___ Data for the task

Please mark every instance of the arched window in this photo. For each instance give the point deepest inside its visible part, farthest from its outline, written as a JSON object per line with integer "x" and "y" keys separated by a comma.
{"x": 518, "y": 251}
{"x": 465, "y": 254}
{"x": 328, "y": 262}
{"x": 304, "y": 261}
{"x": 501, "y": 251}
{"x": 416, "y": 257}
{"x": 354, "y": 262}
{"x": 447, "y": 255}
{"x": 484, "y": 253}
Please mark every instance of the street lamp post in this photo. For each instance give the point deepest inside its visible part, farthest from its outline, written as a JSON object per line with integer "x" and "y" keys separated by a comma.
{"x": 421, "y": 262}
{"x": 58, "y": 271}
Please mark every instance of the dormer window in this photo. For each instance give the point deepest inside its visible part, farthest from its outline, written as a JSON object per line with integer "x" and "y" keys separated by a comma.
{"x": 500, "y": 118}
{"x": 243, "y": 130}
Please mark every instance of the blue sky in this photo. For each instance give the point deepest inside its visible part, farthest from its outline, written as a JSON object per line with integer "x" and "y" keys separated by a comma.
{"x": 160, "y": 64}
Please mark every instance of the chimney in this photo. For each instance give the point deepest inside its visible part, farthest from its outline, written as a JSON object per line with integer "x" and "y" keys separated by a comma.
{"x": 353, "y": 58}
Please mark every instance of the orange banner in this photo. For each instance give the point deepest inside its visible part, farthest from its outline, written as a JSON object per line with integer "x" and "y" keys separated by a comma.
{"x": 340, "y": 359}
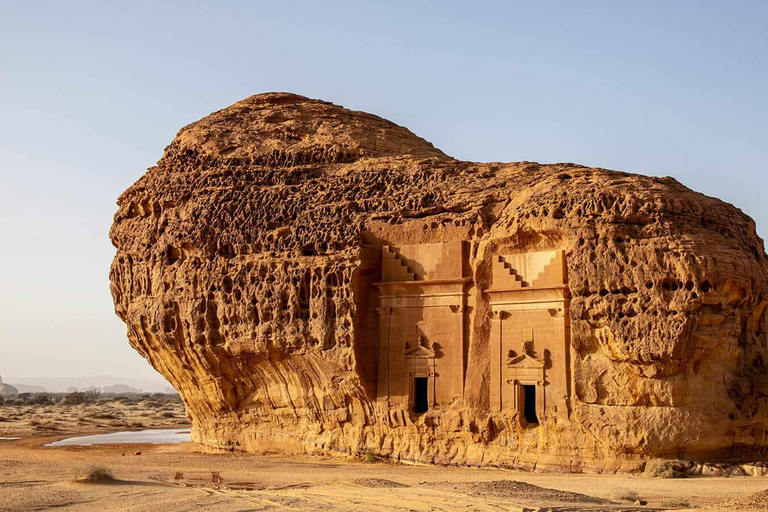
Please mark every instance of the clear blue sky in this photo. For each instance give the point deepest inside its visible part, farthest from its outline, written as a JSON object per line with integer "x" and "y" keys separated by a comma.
{"x": 90, "y": 95}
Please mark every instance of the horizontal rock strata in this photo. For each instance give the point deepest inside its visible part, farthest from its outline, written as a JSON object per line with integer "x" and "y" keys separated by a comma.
{"x": 264, "y": 263}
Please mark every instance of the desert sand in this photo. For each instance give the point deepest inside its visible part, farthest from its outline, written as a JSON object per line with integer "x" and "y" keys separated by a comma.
{"x": 178, "y": 477}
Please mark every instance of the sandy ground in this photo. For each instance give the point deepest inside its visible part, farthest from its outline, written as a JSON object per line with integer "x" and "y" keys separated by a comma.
{"x": 176, "y": 477}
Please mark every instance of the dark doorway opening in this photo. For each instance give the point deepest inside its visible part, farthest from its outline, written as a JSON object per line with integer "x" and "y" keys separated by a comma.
{"x": 529, "y": 404}
{"x": 420, "y": 394}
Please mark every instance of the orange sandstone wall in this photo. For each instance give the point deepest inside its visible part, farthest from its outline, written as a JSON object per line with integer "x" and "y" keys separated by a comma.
{"x": 247, "y": 267}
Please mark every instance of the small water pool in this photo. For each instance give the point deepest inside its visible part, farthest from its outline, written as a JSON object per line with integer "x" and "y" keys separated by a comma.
{"x": 153, "y": 436}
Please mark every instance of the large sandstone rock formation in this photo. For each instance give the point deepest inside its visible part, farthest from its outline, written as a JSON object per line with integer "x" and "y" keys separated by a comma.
{"x": 315, "y": 279}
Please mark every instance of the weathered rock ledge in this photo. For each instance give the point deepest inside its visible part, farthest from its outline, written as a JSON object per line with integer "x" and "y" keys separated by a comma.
{"x": 294, "y": 268}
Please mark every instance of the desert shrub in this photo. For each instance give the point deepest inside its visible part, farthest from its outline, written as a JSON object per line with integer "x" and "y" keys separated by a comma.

______

Turn all of the material above into a numbered list with one entry per line and no blank lines. Leave the pictures out.

- [Reply to the task]
1. Please mark every instance of the arched window in this photo. For each instance give the point deepest inside its visible part, farthest from its outline, written as a JSON object per line with integer "x" and "y" keys separated by a comma.
2. {"x": 518, "y": 251}
3. {"x": 465, "y": 254}
4. {"x": 328, "y": 262}
5. {"x": 304, "y": 261}
6. {"x": 501, "y": 251}
7. {"x": 416, "y": 257}
8. {"x": 354, "y": 262}
9. {"x": 447, "y": 255}
10. {"x": 484, "y": 253}
11. Please mark every instance of the street lamp post in this photo. For each instance give the point deepest inside its visible part, farthest from its outline, written as a JSON object per line with integer "x" and "y" keys separated by a comma.
12. {"x": 421, "y": 262}
13. {"x": 58, "y": 271}
14. Please mark every instance of the dormer window in this photo. For each instance give the point deepest inside its visible part, farthest from its outline, written as a JSON object per line with integer "x" and "y" keys separated by a comma.
15. {"x": 500, "y": 118}
16. {"x": 243, "y": 130}
17. Please mark every instance of the blue sky in this photo. For each instance give the point deepest inside its visible part, farthest from its outline, written as a JSON object per line with integer "x" and "y" keys separated by a comma.
18. {"x": 160, "y": 64}
19. Please mark every instance of the chimney in this photo. For each instance give the point deepest inside its visible part, farthest from its outline, written as a JSON object per line with integer "x" and "y" keys separated by a comma.
20. {"x": 353, "y": 58}
21. Please mark every instance of the orange banner in this photo. For each instance give the point deepest inside its visible part, farthest from its outline, written as a JSON object per line with integer "x" and "y" keys separated by a comma.
22. {"x": 340, "y": 359}
23. Please mark every instance of the clear blue sky in this photo. For each instance give the point deepest inside its visible part, farthest from its outline, written as a JSON object per line with integer "x" and "y" keys separated by a comma.
24. {"x": 90, "y": 95}
25. Please mark every instance of the horizontal rock strata in this photo. For each instance give the point deepest inside its visible part, farthest from its outline, written as a JSON object per line with integer "x" and "y" keys separated by a comma.
26. {"x": 264, "y": 263}
27. Please mark every instance of the desert sand in this photo. For each instance give the point deepest inside its visible part, farthest from its outline, written as a JSON object per line with integer "x" and "y" keys separated by a comma.
28. {"x": 178, "y": 477}
29. Please mark every instance of the sandy ground in this photo. For each instance give the point deepest inside its visible part, farthest from its outline, written as a JSON object per line with integer "x" and "y" keys separated by a comma.
30. {"x": 176, "y": 477}
31. Please mark every instance of the dark doorway opening in this photo. For each instance give the point deepest inside its visible part, farthest from its outline, written as a JSON object per line with integer "x" and "y" keys separated by a comma.
32. {"x": 529, "y": 404}
33. {"x": 420, "y": 394}
34. Please mark every instance of the orange sandstone wall in this photo. For each instance give the point deepest inside its visible part, farthest from its outline, written as a JSON object per line with integer "x" and "y" keys separated by a comma.
35. {"x": 247, "y": 267}
36. Please mark every instance of the small water pool in this photo. For each instance give the point deepest inside its visible part, farthest from its outline, written as a JSON object per line with integer "x" and "y" keys separated by a comma.
37. {"x": 153, "y": 436}
38. Please mark every instance of the large sandstone rock formation in this photo. For each instance give the point deepest inside its visible part, farthest from its outline, written as a JSON object per line with integer "x" and "y" keys separated by a comma.
39. {"x": 315, "y": 279}
40. Please mark every instance of the weathered rock ledge in this photo. For each instance give the point deepest inside its visible part, farthest from its outline, written as a JSON object per line with integer "x" and "y" keys separated by a comma.
41. {"x": 294, "y": 268}
42. Please mark every instance of the desert shrub in this photo. For each instance give the point deepest inside its visible part, farthest from its outline, written as a JSON object per line with integer "x" and "y" keys separated by a comma.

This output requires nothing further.